### Records provided
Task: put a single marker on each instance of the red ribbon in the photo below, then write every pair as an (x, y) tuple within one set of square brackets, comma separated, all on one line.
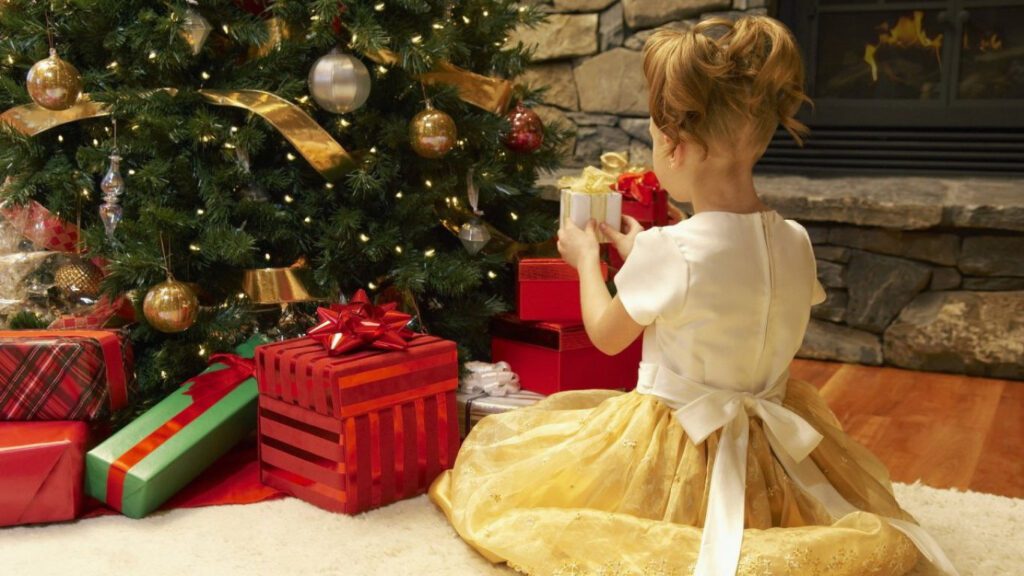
* * *
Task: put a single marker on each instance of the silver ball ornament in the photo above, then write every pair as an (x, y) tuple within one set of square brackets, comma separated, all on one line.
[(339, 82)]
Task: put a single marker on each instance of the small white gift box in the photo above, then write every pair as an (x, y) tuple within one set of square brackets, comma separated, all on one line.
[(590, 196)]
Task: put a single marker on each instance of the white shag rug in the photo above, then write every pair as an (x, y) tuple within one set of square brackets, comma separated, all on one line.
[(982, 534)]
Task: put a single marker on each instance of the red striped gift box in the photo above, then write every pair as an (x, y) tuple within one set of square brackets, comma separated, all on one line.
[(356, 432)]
--
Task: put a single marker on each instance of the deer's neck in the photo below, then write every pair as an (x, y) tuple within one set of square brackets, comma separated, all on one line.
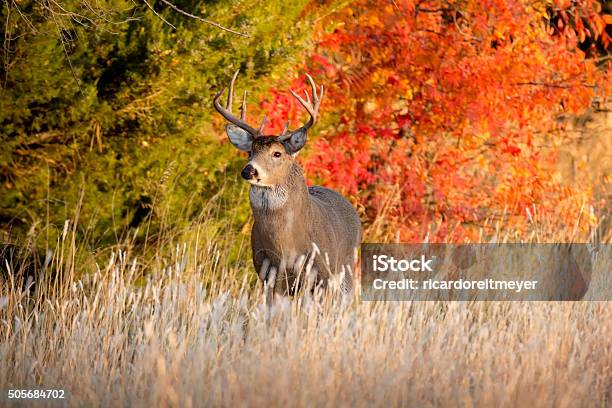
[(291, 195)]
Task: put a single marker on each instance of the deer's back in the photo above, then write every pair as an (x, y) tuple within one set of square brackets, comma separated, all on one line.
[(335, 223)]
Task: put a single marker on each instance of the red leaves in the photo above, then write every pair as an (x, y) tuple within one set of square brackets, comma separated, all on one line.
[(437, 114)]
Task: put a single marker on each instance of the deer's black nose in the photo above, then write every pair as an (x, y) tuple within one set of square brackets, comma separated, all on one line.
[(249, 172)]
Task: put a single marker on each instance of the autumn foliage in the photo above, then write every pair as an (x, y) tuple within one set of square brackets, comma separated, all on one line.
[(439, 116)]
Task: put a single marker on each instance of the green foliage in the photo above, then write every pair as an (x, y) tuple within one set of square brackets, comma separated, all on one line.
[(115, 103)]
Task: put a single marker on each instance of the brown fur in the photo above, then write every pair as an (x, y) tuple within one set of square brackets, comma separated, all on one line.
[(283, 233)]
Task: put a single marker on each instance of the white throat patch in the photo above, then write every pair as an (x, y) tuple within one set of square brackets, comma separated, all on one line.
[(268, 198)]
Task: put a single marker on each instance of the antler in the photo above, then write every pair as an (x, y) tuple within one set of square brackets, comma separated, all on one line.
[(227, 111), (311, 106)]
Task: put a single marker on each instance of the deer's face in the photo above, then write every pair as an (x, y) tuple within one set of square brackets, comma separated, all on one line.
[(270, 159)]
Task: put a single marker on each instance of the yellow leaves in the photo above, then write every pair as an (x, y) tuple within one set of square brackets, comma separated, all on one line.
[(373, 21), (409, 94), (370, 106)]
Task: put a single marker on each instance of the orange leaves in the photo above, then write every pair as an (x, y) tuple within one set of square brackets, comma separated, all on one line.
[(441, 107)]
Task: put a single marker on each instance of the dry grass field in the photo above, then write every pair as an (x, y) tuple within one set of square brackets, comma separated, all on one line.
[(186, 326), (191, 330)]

### Written instruction
Copy out the listing word for word, beginning with the line containing "Task: put a single marker on each instance of the silver" and continuing through the line containing "[(590, 196)]", both included.

### Finished answer
Task: put a single marker on each instance of the silver ball ornament in the photo above, then write every pair as an (x, y) tuple within one set of square brackets, comma separated, all on one line.
[(339, 82)]
Task: put a single marker on each instance of the small white gift box in the photo above, then write every pair as an (x, y) tuple within one set of square brackets, comma separated, all on one line.
[(590, 196)]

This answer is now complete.